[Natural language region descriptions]

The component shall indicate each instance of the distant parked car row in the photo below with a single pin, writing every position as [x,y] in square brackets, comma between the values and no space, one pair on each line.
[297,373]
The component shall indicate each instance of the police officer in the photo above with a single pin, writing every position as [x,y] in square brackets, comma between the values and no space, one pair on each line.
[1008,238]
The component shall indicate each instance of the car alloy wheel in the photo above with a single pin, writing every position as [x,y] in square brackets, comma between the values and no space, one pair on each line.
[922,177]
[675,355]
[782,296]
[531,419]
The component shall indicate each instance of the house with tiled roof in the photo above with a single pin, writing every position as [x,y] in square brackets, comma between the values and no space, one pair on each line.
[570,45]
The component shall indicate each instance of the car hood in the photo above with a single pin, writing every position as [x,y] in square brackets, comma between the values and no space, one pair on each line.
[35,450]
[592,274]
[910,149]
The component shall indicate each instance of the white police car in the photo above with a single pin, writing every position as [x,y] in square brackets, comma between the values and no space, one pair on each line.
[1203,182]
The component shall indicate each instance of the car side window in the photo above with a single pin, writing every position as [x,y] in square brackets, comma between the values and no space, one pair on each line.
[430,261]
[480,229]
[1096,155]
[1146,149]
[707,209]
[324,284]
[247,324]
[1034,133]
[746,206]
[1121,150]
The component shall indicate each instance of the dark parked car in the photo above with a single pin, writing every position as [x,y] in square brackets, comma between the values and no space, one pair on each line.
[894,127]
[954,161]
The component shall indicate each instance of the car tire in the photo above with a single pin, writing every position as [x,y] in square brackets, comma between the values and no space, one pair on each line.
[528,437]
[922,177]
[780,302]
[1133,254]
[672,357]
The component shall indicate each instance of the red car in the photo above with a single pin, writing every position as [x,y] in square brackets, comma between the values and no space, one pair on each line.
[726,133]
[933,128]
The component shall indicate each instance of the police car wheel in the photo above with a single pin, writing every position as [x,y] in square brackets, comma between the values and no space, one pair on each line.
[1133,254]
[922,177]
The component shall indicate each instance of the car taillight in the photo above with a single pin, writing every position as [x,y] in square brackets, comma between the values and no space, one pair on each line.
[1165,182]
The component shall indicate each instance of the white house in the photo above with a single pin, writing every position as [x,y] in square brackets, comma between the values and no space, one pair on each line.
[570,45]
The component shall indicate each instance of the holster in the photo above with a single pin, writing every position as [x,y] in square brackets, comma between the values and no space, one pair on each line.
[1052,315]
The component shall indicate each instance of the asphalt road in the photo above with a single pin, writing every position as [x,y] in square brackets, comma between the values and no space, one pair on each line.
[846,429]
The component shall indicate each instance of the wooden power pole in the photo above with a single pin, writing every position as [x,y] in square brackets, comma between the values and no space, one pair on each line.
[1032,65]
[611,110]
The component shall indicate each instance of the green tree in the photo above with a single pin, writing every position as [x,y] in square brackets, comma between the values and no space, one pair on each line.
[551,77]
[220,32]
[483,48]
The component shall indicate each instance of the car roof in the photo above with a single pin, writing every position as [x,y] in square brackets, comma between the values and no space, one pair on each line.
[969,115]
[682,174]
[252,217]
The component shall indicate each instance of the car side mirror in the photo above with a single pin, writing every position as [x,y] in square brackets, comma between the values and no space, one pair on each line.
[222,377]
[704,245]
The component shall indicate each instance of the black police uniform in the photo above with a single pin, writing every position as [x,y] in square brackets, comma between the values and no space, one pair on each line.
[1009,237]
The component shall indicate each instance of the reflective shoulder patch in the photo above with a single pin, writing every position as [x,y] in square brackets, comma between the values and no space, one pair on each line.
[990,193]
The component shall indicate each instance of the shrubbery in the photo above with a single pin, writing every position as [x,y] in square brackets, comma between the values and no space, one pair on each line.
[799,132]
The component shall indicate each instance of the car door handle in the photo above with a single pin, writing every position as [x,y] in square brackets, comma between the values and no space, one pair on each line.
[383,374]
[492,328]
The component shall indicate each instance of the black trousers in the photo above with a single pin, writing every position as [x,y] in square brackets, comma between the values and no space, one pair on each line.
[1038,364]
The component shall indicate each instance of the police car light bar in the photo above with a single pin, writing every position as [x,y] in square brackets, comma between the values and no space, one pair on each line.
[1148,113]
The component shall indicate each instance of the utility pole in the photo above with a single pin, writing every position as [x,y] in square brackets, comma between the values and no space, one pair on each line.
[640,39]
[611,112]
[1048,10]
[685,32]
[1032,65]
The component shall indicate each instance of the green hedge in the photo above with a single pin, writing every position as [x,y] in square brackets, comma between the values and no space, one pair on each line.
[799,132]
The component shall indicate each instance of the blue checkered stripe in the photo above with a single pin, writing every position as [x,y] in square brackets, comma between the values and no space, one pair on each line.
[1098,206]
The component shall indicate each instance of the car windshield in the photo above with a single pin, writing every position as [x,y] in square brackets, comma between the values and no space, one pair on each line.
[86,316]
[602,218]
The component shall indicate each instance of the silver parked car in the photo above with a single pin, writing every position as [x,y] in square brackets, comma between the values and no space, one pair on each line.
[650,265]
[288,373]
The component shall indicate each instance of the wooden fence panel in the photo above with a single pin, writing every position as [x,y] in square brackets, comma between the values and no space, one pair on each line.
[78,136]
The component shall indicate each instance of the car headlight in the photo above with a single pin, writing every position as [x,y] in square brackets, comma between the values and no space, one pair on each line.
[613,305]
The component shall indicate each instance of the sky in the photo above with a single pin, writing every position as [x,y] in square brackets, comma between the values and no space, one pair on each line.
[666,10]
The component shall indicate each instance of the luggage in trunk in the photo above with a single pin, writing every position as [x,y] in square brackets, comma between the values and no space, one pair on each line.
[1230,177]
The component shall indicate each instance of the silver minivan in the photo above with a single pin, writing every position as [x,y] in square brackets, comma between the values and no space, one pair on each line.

==

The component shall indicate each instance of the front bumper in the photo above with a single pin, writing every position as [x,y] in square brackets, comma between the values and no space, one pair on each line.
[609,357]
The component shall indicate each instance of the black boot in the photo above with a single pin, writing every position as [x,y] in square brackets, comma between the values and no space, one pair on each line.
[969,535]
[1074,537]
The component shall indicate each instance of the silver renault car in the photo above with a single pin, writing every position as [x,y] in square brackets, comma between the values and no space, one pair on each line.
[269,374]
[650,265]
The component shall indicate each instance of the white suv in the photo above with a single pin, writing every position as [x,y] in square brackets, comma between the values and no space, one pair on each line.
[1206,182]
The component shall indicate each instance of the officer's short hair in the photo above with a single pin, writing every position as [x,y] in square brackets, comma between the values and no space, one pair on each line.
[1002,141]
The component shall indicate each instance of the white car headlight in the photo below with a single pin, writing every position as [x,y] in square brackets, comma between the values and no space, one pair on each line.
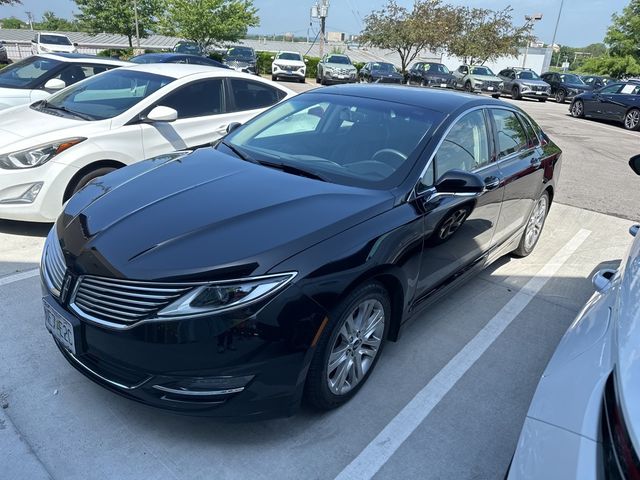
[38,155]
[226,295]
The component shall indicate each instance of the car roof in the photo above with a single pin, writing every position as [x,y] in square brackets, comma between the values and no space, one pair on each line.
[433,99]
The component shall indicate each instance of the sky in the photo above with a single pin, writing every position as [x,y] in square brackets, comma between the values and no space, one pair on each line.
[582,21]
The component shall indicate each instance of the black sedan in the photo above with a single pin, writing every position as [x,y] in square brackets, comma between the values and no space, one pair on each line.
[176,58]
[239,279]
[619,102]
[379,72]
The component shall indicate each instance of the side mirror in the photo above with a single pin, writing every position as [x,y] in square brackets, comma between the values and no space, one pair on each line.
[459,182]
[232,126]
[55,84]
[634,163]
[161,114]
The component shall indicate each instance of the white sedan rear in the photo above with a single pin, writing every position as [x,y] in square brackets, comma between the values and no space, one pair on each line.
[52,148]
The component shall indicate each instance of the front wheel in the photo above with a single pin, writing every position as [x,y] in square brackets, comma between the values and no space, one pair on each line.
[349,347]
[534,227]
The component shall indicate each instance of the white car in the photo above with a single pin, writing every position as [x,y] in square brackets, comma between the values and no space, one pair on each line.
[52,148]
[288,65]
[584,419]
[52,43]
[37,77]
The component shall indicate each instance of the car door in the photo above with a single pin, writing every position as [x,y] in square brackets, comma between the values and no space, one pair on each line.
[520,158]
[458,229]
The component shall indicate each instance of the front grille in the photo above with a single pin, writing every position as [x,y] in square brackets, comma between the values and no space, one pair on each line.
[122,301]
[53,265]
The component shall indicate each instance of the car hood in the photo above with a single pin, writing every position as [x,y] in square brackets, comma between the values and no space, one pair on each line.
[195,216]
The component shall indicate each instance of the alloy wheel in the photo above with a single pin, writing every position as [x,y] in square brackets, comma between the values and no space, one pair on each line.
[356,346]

**PROBLEM REQUIREMENTS:** What you give back should be exactly the lines of the data above from the line with "The component shall indicate each instance of the luggage" through the line with "The component shall indicate each instance of the silver minivan", both of those included, and nothing more.

**TASK SOLUTION:**
The component shall indicate each instance of the luggage in trunk in the photo above with a single pin, writing every position as [x,y] in square brackets, comma between the values and no space, one pair on each line.
[1230,177]
The component shall indicate each instance of the silver minivan in the photo above with a single pin, writing every position as [x,y] in square brackets, comma between the values and no space, one pair on each line.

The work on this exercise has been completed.